* **Exercise goal**
Reproduce each of the entries below word for word, without changing anything.

○ ○ ○ ○ ○

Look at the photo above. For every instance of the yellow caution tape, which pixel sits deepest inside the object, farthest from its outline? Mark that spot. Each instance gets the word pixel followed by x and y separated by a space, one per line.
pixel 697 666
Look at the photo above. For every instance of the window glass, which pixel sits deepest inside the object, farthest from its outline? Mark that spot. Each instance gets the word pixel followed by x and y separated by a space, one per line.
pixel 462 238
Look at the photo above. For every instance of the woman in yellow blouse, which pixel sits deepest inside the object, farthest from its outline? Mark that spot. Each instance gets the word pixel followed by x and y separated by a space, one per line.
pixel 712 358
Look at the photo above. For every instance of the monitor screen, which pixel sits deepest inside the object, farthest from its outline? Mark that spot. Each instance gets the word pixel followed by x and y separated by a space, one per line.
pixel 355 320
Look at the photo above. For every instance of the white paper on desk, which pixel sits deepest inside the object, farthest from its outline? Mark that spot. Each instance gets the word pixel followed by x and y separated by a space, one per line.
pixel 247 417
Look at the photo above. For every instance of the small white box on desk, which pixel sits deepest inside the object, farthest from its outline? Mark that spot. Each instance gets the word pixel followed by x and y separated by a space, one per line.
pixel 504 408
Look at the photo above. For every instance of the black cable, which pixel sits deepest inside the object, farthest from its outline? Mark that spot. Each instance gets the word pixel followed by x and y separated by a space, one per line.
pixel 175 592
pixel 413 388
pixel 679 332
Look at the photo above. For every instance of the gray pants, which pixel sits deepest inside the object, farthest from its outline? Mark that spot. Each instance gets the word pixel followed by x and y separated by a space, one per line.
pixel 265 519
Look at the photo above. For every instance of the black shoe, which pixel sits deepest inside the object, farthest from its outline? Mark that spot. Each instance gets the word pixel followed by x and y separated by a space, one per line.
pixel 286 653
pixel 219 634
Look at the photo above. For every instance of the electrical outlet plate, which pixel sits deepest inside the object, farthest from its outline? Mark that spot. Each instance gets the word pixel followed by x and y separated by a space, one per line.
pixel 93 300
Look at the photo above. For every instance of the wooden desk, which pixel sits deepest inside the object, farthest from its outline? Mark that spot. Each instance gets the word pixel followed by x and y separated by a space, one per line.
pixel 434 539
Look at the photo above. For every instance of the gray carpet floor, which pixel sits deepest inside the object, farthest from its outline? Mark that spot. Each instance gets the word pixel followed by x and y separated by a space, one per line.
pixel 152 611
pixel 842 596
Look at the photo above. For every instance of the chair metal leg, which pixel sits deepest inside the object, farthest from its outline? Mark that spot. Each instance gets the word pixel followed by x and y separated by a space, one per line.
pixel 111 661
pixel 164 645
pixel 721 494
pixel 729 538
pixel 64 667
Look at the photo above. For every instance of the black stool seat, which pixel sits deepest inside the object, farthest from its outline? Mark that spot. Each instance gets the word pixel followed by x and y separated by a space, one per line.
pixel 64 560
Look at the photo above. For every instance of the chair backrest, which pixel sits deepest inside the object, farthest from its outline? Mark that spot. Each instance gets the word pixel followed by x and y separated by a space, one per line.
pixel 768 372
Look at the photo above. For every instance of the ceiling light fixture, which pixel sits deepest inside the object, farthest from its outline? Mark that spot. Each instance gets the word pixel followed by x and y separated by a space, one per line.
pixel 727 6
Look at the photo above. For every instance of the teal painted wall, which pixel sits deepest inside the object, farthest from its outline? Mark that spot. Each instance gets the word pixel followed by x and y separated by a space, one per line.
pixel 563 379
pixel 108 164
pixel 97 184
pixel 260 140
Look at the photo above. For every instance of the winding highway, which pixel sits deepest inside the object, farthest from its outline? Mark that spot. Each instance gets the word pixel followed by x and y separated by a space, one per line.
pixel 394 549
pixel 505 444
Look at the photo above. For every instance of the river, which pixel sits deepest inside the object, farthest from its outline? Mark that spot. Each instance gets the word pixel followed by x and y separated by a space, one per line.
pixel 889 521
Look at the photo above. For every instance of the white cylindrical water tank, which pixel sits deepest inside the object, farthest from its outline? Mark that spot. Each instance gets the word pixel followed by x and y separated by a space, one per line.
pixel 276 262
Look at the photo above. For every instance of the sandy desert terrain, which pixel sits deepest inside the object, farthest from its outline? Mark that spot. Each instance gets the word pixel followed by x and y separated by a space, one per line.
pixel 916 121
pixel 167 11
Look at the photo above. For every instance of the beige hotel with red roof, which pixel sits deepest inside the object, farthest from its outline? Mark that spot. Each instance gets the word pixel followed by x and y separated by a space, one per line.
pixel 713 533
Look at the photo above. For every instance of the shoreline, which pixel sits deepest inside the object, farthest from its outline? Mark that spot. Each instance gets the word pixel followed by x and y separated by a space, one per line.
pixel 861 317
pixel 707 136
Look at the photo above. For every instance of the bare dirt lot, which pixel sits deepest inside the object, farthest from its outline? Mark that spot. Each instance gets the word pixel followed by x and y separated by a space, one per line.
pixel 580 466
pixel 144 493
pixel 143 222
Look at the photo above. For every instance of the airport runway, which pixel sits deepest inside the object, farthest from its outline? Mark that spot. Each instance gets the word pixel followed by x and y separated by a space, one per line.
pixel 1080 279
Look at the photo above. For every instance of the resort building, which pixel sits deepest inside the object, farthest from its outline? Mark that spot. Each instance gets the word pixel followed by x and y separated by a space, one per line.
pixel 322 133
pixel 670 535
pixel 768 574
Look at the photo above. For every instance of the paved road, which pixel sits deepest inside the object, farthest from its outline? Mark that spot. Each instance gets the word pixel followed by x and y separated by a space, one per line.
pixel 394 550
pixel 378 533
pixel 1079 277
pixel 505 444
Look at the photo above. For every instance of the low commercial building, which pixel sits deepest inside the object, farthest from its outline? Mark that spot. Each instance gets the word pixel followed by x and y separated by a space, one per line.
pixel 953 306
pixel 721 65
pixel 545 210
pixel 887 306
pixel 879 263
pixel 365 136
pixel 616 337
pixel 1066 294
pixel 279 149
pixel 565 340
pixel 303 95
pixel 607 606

○ ○ ○ ○ ○

* **The answer**
Look at the photo above. For every instance of the yellow caution tape, which pixel sits deepest inside the object, farthest from its outline? Mark that spot. Each instance gets the word pixel followed by x and y separated by a space, one per line.
pixel 697 666
Look at the photo above. For every instance of the window glass, which pixel sits deepest inside the object, farthest from its outline? Mark that spot. Each instance gets the word pixel followed by x and y separated by a space, one per line.
pixel 462 238
Look at the photo above. For every instance of the woman in yellow blouse, which pixel sits deepest inside the object, farthest from its outline? Mark that spot. Each instance gets the word pixel followed by x and y separated by a space, one per line.
pixel 712 358
Look at the photo above. For every instance of the monitor screen, which pixel sits deepest inside the object, farthest from its outline? Mark that spot. Each instance gets the word pixel followed by x and y separated by a space, one per line.
pixel 355 320
Look at the photo above. For every instance of the white paper on desk, which pixel sits deepest inside the object, farthest from its outline? Mark that spot. Each instance gets the word pixel followed by x and y separated by a space, one per line.
pixel 247 417
Look at the photo above. For every instance of the small white box on desk, which pixel sits deepest inside the object, farthest from its outline? Mark that spot. Each instance gets the word pixel followed by x and y separated by a space, one per line.
pixel 504 408
Look at the photo above. For every instance of the black cable, which pixel sits deepest inside the object, farthest from its outline? Mark that spot. Each instance gets the word pixel followed by x and y separated by a space, one per line.
pixel 175 592
pixel 413 388
pixel 679 332
Look at the photo above. For every instance of the gray pants, which pixel sits deepest inside the object, farthest from its outline? Mark that spot. Each instance gets the word pixel followed by x and y separated by a space, one per line.
pixel 265 519
Look at the photo above. For every instance of the black shoe, which pixel sits deepest inside the object, farthest from its outline? Mark that spot. Each instance gets the word pixel followed by x and y separated by a space, one per line.
pixel 286 653
pixel 219 634
Look at the photo above. For every instance of the electrical outlet plate, which pixel sits deepest inside the object, farthest from its outline? Mark that spot. Each instance gets the word pixel followed by x and y separated by a space, one per line.
pixel 93 300
Look at the photo above. For every instance of the wooden desk, which pixel sits deepest inside the object, farthest from its outline? Mark that spot. Each instance gets the word pixel followed by x and y separated by a space, one per line.
pixel 434 539
Look at the photo above. For every instance of the gray carpet floor, which pixel sits deepest inside the object, farthest from its outline? Mark that spot. Each instance gets the word pixel followed by x and y separated by a space, one per line.
pixel 152 611
pixel 842 596
Look at the photo above. For every instance of the chair metal leg, which pixel sits deepest inside the object, farthest from its outline? Mark that spot. Each instance gets the word pixel followed by x and y separated by a space, one per line.
pixel 111 661
pixel 164 645
pixel 721 494
pixel 729 538
pixel 64 667
Look at the photo above. For every instance of the black stool seat, which pixel sits deepest inside the object, farthest from its outline? Mark that spot. Each instance gets the word pixel followed by x and y separated by a space, one per line.
pixel 64 560
Look at the photo above. For every instance of the chair backrest, which pixel sits deepest inside the object, farthest from its outline? Mark that spot. Each instance gets the word pixel followed by x and y separated by a space, one per line.
pixel 768 372
Look at the photo above. For every instance of the ceiling light fixture, which pixel sits deepest inside the object, farthest from its outline? Mark that spot. Each instance gets the word pixel followed by x and y separated by a space, one per line.
pixel 727 6
Look at the photo above. For every instance of the teal painted wall, which pixel sits deepest inside the object, farthest from its outline? Mark that spot. Each instance gets the word pixel followed by x and y separated by a space, one per line.
pixel 563 379
pixel 108 164
pixel 97 184
pixel 260 140
Look at the photo above. For every instance of the winding highway, which pixel sits deepest inside the object, farthest from its outline? Mark that spot. Each instance gets the word pixel followed by x and y separated by a space, one per line.
pixel 394 549
pixel 505 444
Look at the photo above. For every instance of the river, which pixel sits deepest inside the object, farthest from its outline? Mark that spot. Each instance gets the word pixel followed by x and y separated by a space, one per line.
pixel 889 521
Look at the photo above. For every instance of the white cylindrical water tank, which pixel sits deepest inside the object, farthest from its outline? Mark that spot. Each instance gets the word pixel followed by x and y separated by a space, one per line.
pixel 276 262
Look at the photo above. For every instance of the sandy desert terrain, which pixel sits deepest inside the object, farthest from its outline? Mark that spot. Each instance gets the word pixel followed by x and y separated by a space, one per line.
pixel 916 121
pixel 167 11
Look at the photo above. For every instance of the beige hotel with red roof, which pixel sits deepest inside the object, farthest from its outline? Mark that spot. Each instance gets the word pixel followed by x and y separated by a space, one per line.
pixel 713 533
Look at the photo above. For every instance of the shoreline, which pixel sits deepest inside the object, farthest from its outline? Mark that spot. Each instance gets the word pixel followed by x and y separated by a space, one per line.
pixel 861 317
pixel 707 136
Look at the photo above. For every instance of the bare dirt lot, which pixel sits deepest inside the object, farthest from its outline? Mark that spot. Each instance gets the word pixel followed by x and y separated by a space, one per line.
pixel 580 466
pixel 144 493
pixel 143 222
Look at the photo above. For every instance of the airport runway, which pixel sits deepest inside the object, farthest from its outline? Mark that spot. Each instance gets the word pixel followed by x and y separated by a space, one per line.
pixel 1080 279
Look at the photo above. For every instance of the resort building, which pixel sits deepest inside the object, farthest from its outline? Mark that spot. Each instance gets the word pixel followed by x and y separated by a space, one per line.
pixel 322 133
pixel 670 535
pixel 768 574
Look at the photo above. For every instance of the paved road, which pixel sits deepest inside the object, farthest from its outline? Mark that spot. Each instance gets the word pixel followed by x and y separated by a space, one per line.
pixel 394 550
pixel 378 533
pixel 1079 277
pixel 505 444
Look at the photo above. For every instance of the low commercial building, which pixel sits deepest inside the object, farthest from its outline? Mark that spot. Each instance gets the word pixel followed by x and y separated by a space, one per line.
pixel 953 306
pixel 721 65
pixel 545 210
pixel 887 306
pixel 879 263
pixel 365 136
pixel 616 337
pixel 1066 294
pixel 279 149
pixel 565 340
pixel 303 95
pixel 607 606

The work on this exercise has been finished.